→ Problem requirements
Please count the lines in the entries below that include the word "mask", and give only the number.

→ Supplied material
━━━━━━━━

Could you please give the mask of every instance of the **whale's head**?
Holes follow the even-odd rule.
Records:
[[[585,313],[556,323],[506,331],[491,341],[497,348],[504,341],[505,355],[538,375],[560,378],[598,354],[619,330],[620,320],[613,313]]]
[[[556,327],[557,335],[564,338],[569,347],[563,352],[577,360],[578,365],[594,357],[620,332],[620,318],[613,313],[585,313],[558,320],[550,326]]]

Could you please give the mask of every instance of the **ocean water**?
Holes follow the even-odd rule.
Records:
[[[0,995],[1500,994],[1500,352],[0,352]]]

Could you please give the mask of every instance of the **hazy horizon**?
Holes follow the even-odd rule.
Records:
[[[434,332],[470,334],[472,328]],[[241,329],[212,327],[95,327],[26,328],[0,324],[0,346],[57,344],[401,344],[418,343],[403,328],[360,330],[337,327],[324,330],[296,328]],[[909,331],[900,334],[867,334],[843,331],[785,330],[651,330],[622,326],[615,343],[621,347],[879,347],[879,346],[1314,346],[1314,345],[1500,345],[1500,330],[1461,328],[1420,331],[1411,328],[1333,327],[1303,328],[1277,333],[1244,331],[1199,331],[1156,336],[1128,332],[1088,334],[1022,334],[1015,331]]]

━━━━━━━━

→ Solution
3